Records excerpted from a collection

------------------------------------------------------------

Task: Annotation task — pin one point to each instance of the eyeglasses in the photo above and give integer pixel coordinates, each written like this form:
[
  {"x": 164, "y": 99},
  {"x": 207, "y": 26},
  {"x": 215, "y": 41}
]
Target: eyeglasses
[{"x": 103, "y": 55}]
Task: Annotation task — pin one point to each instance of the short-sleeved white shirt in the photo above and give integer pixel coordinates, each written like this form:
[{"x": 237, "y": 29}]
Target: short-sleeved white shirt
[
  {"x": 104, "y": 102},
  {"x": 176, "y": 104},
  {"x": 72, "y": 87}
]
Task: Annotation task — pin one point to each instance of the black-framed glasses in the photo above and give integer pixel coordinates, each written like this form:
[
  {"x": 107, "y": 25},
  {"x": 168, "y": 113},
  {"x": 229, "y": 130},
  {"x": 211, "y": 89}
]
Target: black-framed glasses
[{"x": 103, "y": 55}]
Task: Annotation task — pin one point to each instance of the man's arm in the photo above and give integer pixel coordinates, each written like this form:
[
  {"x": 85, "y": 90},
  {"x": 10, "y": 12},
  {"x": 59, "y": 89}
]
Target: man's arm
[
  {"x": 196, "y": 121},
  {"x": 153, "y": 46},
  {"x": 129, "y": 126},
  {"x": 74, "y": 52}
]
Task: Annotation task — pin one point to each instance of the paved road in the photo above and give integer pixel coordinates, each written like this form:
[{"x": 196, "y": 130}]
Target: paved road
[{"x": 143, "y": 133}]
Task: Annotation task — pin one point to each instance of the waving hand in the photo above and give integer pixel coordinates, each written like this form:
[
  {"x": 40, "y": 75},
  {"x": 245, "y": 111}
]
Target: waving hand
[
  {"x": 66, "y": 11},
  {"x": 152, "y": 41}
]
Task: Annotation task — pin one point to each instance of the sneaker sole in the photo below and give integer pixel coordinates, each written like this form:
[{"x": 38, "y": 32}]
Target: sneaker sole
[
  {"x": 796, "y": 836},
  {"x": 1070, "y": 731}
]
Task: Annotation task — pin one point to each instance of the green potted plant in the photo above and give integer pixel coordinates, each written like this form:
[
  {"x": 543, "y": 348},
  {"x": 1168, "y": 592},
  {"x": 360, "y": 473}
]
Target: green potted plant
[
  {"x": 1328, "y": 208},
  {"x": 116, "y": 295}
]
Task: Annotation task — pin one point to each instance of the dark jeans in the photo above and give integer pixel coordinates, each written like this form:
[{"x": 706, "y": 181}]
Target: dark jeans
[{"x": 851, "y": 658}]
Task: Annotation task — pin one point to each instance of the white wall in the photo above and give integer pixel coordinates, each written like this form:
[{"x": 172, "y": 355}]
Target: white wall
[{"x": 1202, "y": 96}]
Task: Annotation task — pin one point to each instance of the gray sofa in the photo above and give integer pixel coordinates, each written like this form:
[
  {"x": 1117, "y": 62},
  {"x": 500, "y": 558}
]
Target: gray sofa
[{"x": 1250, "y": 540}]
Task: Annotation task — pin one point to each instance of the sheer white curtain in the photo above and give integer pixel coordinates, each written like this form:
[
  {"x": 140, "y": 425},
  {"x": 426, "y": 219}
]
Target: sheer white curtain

------------------------------------------------------------

▸ TASK ITEM: Among the entries above, find every line holding "sheer" and copy it.

▸ TASK OUTPUT:
Task: Annotation task — pin one point to each instance of the sheer white curtain in the photo above and give integer pixel coordinates, each written like this form:
Target: sheer white curtain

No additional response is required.